**What you should do**
The required output is every line from the beginning of the entries below through the line that includes "target | forested slope", copied exactly.

§

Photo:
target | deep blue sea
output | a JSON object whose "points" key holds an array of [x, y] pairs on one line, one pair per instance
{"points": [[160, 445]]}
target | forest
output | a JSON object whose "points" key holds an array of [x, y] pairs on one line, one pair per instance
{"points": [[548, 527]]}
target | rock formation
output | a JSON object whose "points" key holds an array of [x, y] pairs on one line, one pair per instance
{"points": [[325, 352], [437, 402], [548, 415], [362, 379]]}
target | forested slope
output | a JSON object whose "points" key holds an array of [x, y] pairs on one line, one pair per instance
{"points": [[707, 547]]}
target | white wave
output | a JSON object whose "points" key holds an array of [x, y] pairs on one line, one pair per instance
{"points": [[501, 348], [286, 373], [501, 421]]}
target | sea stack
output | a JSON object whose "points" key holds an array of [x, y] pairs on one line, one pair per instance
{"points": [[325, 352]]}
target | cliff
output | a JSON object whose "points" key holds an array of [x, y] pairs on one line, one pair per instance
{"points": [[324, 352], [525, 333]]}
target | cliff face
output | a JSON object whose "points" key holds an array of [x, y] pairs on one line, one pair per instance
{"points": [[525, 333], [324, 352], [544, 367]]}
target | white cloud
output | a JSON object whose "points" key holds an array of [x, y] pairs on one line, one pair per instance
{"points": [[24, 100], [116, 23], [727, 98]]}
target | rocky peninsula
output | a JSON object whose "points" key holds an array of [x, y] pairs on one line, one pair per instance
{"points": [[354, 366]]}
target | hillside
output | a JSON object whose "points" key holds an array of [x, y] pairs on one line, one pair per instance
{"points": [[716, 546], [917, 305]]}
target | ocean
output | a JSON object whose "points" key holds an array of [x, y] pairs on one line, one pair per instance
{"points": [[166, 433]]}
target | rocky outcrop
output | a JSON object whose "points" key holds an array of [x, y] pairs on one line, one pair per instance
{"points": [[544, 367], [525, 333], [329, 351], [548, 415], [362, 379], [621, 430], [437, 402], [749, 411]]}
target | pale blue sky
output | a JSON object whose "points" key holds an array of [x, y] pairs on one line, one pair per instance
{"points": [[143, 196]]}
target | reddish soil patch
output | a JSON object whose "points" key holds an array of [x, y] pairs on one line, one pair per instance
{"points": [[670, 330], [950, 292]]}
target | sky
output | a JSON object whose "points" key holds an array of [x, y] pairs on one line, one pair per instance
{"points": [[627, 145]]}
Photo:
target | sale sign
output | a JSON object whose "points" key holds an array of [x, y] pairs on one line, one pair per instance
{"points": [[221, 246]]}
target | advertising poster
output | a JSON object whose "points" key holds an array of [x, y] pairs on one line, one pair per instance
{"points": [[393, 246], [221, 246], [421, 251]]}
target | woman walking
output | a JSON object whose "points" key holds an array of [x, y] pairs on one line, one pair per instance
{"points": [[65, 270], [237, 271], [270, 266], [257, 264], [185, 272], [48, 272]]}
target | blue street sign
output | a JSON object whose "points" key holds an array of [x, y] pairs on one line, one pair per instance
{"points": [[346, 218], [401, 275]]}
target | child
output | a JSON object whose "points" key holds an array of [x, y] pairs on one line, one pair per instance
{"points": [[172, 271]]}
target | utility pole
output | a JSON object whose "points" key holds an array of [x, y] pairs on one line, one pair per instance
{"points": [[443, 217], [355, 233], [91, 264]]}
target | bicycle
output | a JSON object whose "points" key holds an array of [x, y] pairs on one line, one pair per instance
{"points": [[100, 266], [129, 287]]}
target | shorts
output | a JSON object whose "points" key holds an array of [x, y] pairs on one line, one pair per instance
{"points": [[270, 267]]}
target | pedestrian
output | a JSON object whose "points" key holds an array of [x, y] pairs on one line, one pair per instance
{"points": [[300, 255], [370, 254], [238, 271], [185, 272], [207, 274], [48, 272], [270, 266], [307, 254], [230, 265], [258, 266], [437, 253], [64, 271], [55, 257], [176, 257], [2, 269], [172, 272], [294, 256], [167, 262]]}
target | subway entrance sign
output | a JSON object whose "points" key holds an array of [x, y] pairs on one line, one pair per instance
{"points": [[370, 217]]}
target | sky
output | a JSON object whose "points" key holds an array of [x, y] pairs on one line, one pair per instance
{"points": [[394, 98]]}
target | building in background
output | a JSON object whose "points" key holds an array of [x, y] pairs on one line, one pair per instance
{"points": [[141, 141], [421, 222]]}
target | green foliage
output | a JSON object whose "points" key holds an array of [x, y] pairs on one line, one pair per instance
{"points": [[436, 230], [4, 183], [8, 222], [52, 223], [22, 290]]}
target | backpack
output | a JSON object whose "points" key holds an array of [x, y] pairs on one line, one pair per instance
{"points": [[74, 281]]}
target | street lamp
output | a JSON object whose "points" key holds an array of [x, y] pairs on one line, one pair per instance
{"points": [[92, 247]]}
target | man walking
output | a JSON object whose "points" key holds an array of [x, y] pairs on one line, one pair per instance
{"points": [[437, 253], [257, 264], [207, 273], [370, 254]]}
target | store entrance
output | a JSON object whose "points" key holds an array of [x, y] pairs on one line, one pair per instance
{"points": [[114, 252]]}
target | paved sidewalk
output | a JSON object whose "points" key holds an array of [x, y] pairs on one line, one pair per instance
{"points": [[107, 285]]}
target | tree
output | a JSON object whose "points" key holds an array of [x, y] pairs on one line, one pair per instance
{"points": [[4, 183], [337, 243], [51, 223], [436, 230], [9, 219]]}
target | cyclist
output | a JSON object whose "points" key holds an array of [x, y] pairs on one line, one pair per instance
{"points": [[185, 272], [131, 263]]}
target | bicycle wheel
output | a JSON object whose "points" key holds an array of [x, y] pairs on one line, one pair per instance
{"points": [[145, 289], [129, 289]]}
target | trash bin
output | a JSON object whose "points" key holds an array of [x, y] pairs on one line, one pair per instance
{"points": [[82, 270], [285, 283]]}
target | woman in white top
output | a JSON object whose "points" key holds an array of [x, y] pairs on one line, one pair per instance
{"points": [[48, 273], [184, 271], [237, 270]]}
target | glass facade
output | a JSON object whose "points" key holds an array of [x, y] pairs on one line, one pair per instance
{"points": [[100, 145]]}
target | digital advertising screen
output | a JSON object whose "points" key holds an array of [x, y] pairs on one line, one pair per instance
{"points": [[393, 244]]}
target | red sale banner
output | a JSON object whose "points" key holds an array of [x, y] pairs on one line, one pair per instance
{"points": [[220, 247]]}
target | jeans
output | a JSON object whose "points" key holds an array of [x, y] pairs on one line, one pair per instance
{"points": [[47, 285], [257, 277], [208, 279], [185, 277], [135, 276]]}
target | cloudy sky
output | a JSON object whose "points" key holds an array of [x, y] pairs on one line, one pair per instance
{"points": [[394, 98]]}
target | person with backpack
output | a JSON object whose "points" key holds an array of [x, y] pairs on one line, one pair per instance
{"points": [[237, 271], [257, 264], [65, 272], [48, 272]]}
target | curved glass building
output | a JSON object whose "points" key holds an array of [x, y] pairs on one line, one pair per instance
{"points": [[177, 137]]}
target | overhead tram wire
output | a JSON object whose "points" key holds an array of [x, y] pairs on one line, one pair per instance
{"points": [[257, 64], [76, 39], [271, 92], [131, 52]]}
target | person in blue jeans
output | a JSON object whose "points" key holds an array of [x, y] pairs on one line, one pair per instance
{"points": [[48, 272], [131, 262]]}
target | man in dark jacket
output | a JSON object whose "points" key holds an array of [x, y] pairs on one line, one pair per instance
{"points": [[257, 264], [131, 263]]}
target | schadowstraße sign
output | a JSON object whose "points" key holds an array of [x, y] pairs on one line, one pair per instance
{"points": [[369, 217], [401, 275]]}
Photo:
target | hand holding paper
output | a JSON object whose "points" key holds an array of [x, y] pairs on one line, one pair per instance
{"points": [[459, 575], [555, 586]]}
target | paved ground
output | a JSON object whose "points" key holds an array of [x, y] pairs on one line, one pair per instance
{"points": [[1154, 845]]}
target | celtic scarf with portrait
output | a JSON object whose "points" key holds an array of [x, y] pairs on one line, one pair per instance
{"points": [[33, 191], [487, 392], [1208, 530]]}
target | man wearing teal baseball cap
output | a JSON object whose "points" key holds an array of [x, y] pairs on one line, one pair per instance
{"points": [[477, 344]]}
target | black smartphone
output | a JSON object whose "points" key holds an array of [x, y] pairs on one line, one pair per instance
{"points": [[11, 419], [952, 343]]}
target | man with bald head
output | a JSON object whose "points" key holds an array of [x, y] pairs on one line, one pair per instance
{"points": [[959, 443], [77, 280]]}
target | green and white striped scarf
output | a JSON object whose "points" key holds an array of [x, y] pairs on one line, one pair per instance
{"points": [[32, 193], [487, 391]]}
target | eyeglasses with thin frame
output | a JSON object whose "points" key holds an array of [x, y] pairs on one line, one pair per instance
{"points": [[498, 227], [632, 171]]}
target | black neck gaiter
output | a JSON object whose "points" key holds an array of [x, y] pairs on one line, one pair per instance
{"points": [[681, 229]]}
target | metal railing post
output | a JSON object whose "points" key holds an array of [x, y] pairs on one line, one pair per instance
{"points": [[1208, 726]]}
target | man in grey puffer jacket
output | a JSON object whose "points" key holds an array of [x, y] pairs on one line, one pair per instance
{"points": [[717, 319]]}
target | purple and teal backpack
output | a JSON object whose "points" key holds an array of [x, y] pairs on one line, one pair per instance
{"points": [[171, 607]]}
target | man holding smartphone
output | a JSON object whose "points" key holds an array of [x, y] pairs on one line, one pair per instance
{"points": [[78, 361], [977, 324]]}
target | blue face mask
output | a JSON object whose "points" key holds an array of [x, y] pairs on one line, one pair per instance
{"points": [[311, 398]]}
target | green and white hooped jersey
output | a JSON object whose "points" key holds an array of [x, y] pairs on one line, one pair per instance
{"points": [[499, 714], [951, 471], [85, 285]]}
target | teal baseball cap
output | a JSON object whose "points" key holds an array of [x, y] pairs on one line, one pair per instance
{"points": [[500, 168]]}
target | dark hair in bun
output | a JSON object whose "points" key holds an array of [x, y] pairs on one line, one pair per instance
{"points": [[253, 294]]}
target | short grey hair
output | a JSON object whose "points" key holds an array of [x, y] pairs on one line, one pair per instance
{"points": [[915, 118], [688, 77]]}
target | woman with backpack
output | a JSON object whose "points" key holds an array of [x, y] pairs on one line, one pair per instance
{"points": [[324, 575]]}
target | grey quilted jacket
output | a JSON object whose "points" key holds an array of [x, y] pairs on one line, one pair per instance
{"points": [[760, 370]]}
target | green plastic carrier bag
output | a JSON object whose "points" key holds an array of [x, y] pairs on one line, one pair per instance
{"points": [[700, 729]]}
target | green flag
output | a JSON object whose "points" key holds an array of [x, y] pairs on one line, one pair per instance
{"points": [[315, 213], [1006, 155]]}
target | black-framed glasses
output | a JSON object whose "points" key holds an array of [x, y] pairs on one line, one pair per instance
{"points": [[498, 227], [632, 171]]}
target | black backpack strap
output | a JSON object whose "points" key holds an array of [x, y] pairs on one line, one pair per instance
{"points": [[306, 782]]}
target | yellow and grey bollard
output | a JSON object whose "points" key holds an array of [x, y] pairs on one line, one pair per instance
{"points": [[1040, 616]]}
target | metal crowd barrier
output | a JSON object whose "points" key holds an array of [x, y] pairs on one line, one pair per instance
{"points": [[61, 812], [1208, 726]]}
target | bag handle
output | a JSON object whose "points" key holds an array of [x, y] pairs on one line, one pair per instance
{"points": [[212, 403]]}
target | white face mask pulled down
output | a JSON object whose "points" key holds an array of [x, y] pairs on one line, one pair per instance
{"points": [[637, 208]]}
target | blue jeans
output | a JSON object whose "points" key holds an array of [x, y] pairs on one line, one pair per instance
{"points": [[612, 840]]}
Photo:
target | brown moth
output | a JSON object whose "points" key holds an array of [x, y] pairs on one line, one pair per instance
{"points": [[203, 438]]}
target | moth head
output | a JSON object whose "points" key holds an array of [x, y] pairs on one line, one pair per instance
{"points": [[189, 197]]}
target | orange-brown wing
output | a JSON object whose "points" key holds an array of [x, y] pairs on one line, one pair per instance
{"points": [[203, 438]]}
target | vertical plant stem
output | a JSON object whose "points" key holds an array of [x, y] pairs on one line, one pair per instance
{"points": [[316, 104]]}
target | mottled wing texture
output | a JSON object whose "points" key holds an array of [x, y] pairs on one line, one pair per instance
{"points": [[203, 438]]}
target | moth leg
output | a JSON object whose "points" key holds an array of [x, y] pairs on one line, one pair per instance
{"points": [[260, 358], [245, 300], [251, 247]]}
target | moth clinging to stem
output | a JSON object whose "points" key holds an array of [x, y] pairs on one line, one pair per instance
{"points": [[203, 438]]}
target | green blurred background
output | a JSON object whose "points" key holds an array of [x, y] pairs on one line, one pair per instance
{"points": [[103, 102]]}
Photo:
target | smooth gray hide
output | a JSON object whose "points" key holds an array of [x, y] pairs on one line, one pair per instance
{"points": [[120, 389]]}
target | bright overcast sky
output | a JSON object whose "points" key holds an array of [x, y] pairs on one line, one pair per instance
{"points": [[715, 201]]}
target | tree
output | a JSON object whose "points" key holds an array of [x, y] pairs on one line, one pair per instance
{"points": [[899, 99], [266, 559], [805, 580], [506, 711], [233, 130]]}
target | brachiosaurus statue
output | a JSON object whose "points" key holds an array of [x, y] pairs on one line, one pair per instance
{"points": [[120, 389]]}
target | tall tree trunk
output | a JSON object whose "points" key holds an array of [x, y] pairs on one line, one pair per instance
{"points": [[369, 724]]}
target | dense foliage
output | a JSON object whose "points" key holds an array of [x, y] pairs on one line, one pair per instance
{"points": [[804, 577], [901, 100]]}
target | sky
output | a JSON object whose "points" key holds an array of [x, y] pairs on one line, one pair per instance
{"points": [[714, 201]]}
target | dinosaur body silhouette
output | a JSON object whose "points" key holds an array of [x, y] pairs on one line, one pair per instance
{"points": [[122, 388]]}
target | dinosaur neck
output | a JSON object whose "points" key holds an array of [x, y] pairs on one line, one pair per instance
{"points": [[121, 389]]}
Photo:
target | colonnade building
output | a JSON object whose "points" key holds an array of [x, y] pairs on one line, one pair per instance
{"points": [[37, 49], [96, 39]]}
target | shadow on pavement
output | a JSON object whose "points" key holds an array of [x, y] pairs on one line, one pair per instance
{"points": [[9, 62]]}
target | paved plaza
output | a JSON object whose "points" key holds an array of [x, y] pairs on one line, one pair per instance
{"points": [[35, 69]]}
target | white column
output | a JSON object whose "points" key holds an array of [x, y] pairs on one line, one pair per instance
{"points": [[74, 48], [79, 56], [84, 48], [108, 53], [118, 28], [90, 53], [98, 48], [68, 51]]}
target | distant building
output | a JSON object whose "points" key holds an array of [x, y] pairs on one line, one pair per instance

§

**Reply to the task**
Photo:
target | deep blue sea
output | a JSON object whose "points" key holds an array of [x, y] pairs on one line, one pair per instance
{"points": [[160, 445]]}
target | forest
output | a JSON object whose "points" key holds an array of [x, y] pairs on one line, one pair per instance
{"points": [[548, 527]]}
target | rock formation
output | a JSON object whose "points" key holds an array of [x, y] pairs on one line, one pair per instance
{"points": [[325, 352], [437, 402], [548, 415], [362, 379]]}
target | forested slope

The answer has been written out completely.